What this exercise asks →
[a] In the sickle cell text, which complication of sickle cell disease is given as an indication for red cell exchange transfusions?
[b] Extend the sickle cell text, starting after its final sentence.
(Source document Opens)
By contrast, the hemoglobin electrophoresis in patients with Hgb S trait typically shows about 60% Hgb A, 35% Hgb S, and 3-5% Hgb A2.
Sickle cell trait is generally a clinically silent disorder, while sickle cell disease is associated with a number of complications that arise primarily from vaso-occlusion the microvasculature by sickled red blood cells. Clinical manifestations include acute chest syndrome, stroke, pain crises, leg ulcers, nephropathy, priapism, and pulmonary hypertension. Transfusion of wild-type packed red blood cells (PRBC) can treat or prevent many of the complications of this disorder but carries its own set of complications, including alloimmunization against red cell antigens and transfusional iron overload. Red cell exchange transfusions are indicated in acute chest syndrome but may be logistically difficult to perform as they require placement of specialized intravenous catheters. Hydroxyurea, a chemotherapy agent, has become a mainstay of long-term management of sickle cell disease; it induces increased expression of Hgb F, lessening the extent of deoxygenation within red cells, thereby decreasing the number and severity of pain crises.
(Source document Closes)
(Provided data Opens)
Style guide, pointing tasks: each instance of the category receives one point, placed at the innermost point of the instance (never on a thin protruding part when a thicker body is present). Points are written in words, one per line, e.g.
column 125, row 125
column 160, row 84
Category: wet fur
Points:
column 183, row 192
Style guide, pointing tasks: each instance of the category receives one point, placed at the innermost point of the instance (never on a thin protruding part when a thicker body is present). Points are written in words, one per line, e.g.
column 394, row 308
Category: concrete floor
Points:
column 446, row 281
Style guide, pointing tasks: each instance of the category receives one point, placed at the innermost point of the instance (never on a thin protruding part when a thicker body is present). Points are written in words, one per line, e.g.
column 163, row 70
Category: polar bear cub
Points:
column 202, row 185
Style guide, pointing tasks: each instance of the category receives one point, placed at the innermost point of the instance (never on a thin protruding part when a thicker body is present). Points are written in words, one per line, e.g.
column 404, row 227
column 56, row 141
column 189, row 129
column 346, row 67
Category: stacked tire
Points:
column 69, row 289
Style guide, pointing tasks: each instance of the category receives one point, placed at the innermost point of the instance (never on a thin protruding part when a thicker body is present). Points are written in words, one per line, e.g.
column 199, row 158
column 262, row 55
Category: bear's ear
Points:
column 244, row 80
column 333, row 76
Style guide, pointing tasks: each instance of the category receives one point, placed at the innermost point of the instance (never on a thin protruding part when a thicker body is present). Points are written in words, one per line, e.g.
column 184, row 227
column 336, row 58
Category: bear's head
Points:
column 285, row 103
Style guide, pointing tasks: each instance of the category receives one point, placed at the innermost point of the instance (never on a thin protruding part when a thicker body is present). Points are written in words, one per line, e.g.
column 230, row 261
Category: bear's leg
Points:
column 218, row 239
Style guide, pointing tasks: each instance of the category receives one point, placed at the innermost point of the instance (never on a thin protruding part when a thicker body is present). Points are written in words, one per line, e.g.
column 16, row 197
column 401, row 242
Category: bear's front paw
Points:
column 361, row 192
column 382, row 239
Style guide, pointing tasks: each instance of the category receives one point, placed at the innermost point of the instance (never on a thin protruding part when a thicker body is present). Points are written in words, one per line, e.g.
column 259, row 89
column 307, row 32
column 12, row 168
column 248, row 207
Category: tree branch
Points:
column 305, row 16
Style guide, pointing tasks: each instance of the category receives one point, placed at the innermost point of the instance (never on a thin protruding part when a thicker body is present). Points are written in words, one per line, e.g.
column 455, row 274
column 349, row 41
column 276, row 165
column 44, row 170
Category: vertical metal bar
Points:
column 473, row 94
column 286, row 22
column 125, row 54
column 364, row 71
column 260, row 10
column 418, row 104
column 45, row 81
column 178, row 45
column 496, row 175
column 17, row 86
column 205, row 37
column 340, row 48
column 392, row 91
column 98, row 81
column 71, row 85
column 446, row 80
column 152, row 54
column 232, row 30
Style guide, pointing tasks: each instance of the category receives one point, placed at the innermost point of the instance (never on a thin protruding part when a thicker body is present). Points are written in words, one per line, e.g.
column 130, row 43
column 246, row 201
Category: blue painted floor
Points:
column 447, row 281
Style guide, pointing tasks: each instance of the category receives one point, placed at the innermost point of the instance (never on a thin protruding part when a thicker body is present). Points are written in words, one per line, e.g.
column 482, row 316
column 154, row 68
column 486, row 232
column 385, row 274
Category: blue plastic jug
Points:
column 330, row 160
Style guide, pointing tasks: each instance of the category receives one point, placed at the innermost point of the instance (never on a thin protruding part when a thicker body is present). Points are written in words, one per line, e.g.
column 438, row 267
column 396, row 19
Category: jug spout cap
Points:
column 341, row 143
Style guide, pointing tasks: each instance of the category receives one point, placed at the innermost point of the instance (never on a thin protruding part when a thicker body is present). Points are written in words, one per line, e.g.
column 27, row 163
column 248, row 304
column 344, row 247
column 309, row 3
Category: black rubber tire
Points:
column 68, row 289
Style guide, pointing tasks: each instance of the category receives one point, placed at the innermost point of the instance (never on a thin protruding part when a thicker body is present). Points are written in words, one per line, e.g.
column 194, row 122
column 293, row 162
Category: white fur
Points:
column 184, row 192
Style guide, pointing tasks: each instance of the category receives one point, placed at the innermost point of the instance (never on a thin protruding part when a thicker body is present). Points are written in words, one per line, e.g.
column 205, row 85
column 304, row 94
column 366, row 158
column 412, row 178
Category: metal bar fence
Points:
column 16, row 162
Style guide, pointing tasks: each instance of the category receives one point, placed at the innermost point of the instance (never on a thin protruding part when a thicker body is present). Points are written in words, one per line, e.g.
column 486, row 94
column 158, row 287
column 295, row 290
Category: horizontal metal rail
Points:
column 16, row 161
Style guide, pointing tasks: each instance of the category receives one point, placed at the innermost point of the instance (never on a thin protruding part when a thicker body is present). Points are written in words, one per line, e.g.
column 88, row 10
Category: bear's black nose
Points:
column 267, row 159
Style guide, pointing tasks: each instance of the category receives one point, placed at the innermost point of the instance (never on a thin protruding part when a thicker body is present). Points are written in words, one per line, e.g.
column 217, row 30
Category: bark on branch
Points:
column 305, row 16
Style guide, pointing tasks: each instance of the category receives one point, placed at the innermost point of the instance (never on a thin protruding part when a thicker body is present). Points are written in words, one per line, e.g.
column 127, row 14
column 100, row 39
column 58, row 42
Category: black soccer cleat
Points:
(Provided data Closes)
Task responses →
[a] Acute chest syndrome.

[b]
Identification of red blood cells for transfusion requires performing a "type and screen". The "typing" process enables determination of ABO blood type and Rh(D) restriction. The patient's red blood cells are incubated with serum known to contain antibodies against A, B, or Rh(D) antigens ("antiserum"); red blood cell agglutination to a specific antiserum indicates that the red cells bear that antigen.
The "antibody screen" evaluates for the presence of antibodies in the patient's serum. Antibody screening is essentially an indirect Coombs test in which a patient's plasma is incubated with a panel of reagent red blood cells expressing various antigen combinations. Should the plasma contain an antibody against one of these antigens, agglutination will occur. Patients requiring transfusions would then be transfused with PRBC lacking those antigens.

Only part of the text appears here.